*The request*
Pick out each line in the listing below that contains the string "basket", and copy those lines. Matching is case-sensitive.

(Rows from a dataset)
━━━━━━

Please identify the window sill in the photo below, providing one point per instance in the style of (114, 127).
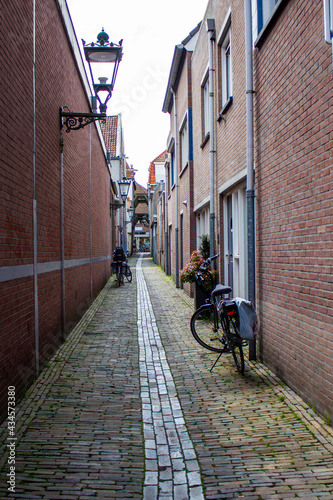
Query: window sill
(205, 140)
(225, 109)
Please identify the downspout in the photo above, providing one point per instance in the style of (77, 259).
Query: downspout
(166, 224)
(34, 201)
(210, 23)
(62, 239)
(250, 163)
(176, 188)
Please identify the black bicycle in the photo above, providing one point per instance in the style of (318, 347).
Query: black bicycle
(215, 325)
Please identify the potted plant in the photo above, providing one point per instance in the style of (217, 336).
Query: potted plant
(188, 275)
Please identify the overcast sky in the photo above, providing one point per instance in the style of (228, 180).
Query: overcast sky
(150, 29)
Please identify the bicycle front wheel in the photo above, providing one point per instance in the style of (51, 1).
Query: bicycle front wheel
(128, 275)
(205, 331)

━━━━━━

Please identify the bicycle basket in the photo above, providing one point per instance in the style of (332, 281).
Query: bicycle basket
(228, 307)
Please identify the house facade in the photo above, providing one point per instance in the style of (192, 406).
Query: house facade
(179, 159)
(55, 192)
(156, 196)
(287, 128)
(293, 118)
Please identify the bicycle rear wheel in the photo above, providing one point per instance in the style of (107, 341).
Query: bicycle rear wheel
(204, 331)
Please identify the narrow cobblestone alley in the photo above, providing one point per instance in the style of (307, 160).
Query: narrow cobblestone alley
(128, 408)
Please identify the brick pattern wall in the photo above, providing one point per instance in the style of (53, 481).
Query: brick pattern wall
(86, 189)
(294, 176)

━━━━━━

*Task output*
Please identify the bicycle basket in the photo above, providing one point per instance in the style of (332, 281).
Query: bicycle basket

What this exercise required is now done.